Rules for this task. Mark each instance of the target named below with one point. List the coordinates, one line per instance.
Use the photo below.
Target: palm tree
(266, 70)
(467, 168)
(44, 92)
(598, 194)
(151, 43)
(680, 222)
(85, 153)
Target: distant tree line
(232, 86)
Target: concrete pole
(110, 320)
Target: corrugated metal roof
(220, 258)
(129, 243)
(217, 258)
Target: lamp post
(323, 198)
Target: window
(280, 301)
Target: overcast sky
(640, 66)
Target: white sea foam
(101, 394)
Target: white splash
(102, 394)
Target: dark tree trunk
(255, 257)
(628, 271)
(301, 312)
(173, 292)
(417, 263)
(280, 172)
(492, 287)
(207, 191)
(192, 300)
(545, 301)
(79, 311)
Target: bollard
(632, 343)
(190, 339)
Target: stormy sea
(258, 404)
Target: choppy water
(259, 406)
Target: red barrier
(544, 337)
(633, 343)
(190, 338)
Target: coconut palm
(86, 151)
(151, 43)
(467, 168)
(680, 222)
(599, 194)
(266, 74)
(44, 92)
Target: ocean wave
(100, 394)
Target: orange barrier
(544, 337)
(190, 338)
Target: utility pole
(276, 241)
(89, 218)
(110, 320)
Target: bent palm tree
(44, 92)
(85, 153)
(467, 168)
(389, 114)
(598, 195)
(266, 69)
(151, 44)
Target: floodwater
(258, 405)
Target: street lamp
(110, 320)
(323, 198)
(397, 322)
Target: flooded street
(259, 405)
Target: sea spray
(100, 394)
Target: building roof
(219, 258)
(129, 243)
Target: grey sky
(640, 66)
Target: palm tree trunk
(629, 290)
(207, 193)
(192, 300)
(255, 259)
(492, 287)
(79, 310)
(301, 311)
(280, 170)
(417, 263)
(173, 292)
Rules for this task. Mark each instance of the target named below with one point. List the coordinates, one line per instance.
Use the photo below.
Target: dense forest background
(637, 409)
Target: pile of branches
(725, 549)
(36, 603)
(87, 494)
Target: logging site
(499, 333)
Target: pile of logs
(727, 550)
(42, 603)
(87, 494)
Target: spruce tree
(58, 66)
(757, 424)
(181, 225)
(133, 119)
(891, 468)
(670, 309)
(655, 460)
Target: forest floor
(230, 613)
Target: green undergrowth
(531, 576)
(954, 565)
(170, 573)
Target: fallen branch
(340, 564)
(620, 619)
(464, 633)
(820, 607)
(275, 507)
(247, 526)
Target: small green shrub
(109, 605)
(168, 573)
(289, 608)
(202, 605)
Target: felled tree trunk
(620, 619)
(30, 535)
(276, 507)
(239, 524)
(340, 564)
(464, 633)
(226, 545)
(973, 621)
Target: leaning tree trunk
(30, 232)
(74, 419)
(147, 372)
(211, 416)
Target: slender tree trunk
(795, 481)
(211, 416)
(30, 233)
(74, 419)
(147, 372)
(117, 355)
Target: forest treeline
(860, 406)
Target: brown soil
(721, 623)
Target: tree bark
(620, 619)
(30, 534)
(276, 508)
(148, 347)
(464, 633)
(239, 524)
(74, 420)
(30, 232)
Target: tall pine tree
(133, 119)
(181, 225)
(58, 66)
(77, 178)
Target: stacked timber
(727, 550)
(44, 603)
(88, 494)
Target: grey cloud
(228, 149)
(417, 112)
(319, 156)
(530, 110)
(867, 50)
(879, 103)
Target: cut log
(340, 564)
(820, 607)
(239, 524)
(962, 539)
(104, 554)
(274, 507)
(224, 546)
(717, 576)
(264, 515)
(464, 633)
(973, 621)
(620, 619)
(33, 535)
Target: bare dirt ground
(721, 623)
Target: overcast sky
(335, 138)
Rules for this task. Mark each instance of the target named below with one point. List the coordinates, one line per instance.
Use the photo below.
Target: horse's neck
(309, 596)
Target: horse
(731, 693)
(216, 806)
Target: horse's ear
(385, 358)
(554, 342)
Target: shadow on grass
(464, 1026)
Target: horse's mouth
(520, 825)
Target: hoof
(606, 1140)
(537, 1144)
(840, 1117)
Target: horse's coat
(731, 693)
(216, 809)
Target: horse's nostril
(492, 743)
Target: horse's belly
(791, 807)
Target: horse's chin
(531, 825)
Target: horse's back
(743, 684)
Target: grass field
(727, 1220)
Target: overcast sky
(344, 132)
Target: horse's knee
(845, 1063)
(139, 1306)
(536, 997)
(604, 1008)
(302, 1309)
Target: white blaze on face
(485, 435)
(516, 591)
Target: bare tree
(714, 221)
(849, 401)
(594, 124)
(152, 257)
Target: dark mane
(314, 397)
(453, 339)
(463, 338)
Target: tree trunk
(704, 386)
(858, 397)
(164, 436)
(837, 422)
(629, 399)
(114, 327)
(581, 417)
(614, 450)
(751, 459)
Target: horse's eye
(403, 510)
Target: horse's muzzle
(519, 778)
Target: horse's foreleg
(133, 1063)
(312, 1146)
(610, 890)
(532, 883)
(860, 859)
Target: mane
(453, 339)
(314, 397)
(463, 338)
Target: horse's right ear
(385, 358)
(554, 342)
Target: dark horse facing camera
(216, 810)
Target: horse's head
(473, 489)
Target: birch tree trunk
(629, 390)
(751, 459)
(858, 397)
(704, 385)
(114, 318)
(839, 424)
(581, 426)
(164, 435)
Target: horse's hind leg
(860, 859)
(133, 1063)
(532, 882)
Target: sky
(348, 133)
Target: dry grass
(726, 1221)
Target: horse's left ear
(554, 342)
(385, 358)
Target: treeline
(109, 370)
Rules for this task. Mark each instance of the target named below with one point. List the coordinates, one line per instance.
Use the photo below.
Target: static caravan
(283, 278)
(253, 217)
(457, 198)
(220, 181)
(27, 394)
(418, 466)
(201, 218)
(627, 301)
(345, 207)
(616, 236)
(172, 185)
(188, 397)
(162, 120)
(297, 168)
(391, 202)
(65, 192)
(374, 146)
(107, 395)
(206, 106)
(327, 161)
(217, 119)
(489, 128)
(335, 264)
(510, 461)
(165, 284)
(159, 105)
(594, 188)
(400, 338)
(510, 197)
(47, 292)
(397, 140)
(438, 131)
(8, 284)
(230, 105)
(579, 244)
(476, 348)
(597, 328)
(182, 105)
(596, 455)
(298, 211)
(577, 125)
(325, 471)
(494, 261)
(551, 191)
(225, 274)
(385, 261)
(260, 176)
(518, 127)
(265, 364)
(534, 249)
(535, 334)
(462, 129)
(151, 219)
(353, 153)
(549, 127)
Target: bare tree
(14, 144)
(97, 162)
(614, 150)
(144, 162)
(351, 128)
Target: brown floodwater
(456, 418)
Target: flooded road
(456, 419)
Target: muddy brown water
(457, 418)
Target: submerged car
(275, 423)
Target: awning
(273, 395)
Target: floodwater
------------------------------------------------
Task instructions =>
Could you copy every one of the entries above line for line, leaving each character unchanged?

Solution for this problem =>
Rules for this task. Mark each instance of the target named below with one point. List the coordinates, one line per instance.
Use the photo below.
Target: palm tree
(266, 70)
(467, 168)
(44, 92)
(598, 194)
(151, 43)
(680, 222)
(85, 153)
Target: distant tree line
(232, 86)
Target: concrete pole
(110, 320)
Target: corrugated metal roof
(220, 258)
(129, 243)
(217, 258)
Target: lamp post
(323, 198)
Target: window
(280, 301)
Target: overcast sky
(640, 66)
Target: white sea foam
(101, 394)
Target: white splash
(102, 394)
Target: dark tree trunk
(255, 257)
(628, 271)
(301, 312)
(173, 292)
(417, 263)
(280, 172)
(492, 287)
(207, 191)
(192, 300)
(545, 301)
(79, 311)
Target: bollard
(632, 343)
(190, 339)
Target: stormy sea
(258, 404)
Target: choppy water
(259, 406)
Target: red barrier
(544, 337)
(633, 343)
(190, 338)
Target: coconut palm
(86, 151)
(151, 43)
(467, 168)
(680, 222)
(599, 194)
(266, 74)
(44, 92)
Target: ocean wave
(100, 394)
Target: orange barrier
(544, 337)
(190, 338)
Target: utility pole
(276, 241)
(89, 218)
(110, 320)
Target: bent palm tree
(44, 92)
(85, 153)
(467, 168)
(389, 114)
(598, 195)
(266, 69)
(151, 44)
Target: floodwater
(258, 405)
Target: street lamp
(110, 320)
(323, 198)
(397, 322)
Target: flooded street
(259, 405)
Target: sea spray
(100, 394)
Target: building roof
(219, 258)
(129, 243)
Target: grey sky
(640, 66)
Target: palm tree trunk
(629, 290)
(207, 193)
(192, 300)
(255, 259)
(492, 287)
(79, 310)
(301, 311)
(280, 170)
(417, 263)
(173, 292)
Rules for this task. Mark each instance of the target named below with one point. List the coordinates, one line per instance.
Use the photo below.
Target: dense forest background
(637, 409)
Target: pile of branches
(725, 549)
(36, 603)
(87, 494)
Target: logging site
(499, 333)
Target: pile of logs
(727, 550)
(42, 603)
(87, 494)
Target: spruce tree
(58, 66)
(757, 424)
(181, 225)
(133, 119)
(891, 468)
(670, 309)
(655, 460)
Target: forest floor
(230, 613)
Target: green undergrowth
(531, 576)
(954, 565)
(170, 573)
Target: fallen branch
(340, 564)
(620, 619)
(464, 633)
(820, 607)
(275, 507)
(247, 526)
Target: small green shrub
(109, 605)
(168, 573)
(289, 608)
(202, 605)
Target: felled tree trunk
(620, 619)
(30, 535)
(276, 507)
(239, 524)
(340, 564)
(464, 633)
(226, 545)
(973, 621)
Target: leaning tree trunk
(30, 232)
(74, 419)
(147, 372)
(211, 416)
Target: slender tree trunk
(795, 481)
(211, 416)
(30, 233)
(74, 419)
(147, 372)
(117, 355)
Target: forest treeline
(860, 406)
Target: brown soil
(721, 623)
Target: tree bark
(620, 619)
(30, 534)
(276, 508)
(148, 347)
(464, 633)
(239, 524)
(74, 420)
(30, 232)
Target: tall pine tree
(133, 119)
(181, 225)
(58, 66)
(77, 178)
Target: stacked timber
(727, 550)
(44, 603)
(88, 494)
Target: grey cloud
(228, 149)
(417, 112)
(319, 156)
(530, 110)
(867, 50)
(879, 103)
Target: cut log
(340, 564)
(820, 607)
(239, 524)
(962, 539)
(104, 554)
(274, 507)
(224, 546)
(717, 576)
(264, 515)
(464, 633)
(973, 621)
(620, 619)
(33, 535)
Target: bare dirt ground
(721, 623)
Target: overcast sky
(335, 138)
Rules for this task. Mark each instance of the target named below with one point. List the coordinates, one line per instance.
Use the photo below.
Target: horse's neck
(309, 596)
Target: horse
(731, 693)
(216, 806)
Target: horse's ear
(385, 358)
(554, 342)
Target: shadow on grass
(464, 1026)
Target: horse's mouth
(520, 825)
Target: hoof
(606, 1140)
(537, 1144)
(840, 1117)
Target: horse's coat
(731, 693)
(216, 809)
Target: horse's nostril
(492, 743)
Target: horse's belly
(791, 807)
Target: horse's chin
(531, 825)
Target: horse's back
(743, 684)
Target: grass field
(727, 1220)
Target: overcast sky
(344, 132)
Target: horse's knee
(845, 1063)
(139, 1306)
(536, 997)
(604, 1008)
(302, 1309)
Target: white blaze on face
(485, 435)
(516, 591)
Target: bare tree
(714, 221)
(849, 401)
(594, 124)
(152, 257)
Target: dark mane
(314, 397)
(453, 339)
(463, 338)
Target: tree trunk
(704, 386)
(858, 397)
(164, 436)
(837, 422)
(629, 399)
(114, 327)
(581, 417)
(614, 450)
(751, 459)
Target: horse's eye
(403, 510)
Target: horse's muzzle
(519, 778)
Target: horse's foreleg
(133, 1063)
(312, 1146)
(610, 890)
(532, 883)
(860, 859)
Target: mane
(453, 339)
(314, 397)
(463, 338)
Target: horse's right ear
(385, 358)
(554, 342)
Target: dark horse facing camera
(216, 810)
Target: horse's head
(473, 489)
Target: birch tree trunk
(629, 390)
(751, 459)
(858, 397)
(704, 385)
(114, 318)
(839, 424)
(581, 426)
(164, 435)
Target: horse's hind leg
(860, 859)
(133, 1063)
(532, 882)
Target: sky
(348, 133)
Target: dry grass
(726, 1221)
Target: horse's left ear
(554, 342)
(385, 358)
Target: treeline
(109, 370)
Rules for this task. Mark each instance of the target named below with one point. List the coordinates, one line per instance.
Use the photo below.
Target: static caravan
(283, 278)
(253, 217)
(457, 198)
(220, 181)
(27, 394)
(418, 466)
(201, 218)
(627, 301)
(345, 207)
(616, 236)
(172, 185)
(188, 397)
(162, 120)
(297, 168)
(391, 202)
(65, 192)
(374, 146)
(107, 395)
(206, 106)
(327, 161)
(217, 119)
(489, 128)
(335, 264)
(510, 461)
(165, 284)
(159, 105)
(594, 188)
(400, 338)
(510, 197)
(47, 292)
(397, 140)
(438, 131)
(8, 284)
(230, 105)
(579, 244)
(476, 348)
(597, 328)
(182, 105)
(596, 455)
(298, 211)
(577, 125)
(325, 471)
(494, 261)
(551, 191)
(225, 274)
(385, 261)
(260, 176)
(518, 127)
(265, 364)
(534, 249)
(535, 334)
(462, 129)
(151, 219)
(353, 153)
(549, 127)
Target: bare tree
(14, 144)
(97, 162)
(614, 150)
(144, 162)
(351, 128)
Target: brown floodwater
(456, 418)
Target: flooded road
(456, 419)
Target: muddy brown water
(457, 418)
Target: submerged car
(275, 423)
Target: awning
(273, 395)
Target: floodwater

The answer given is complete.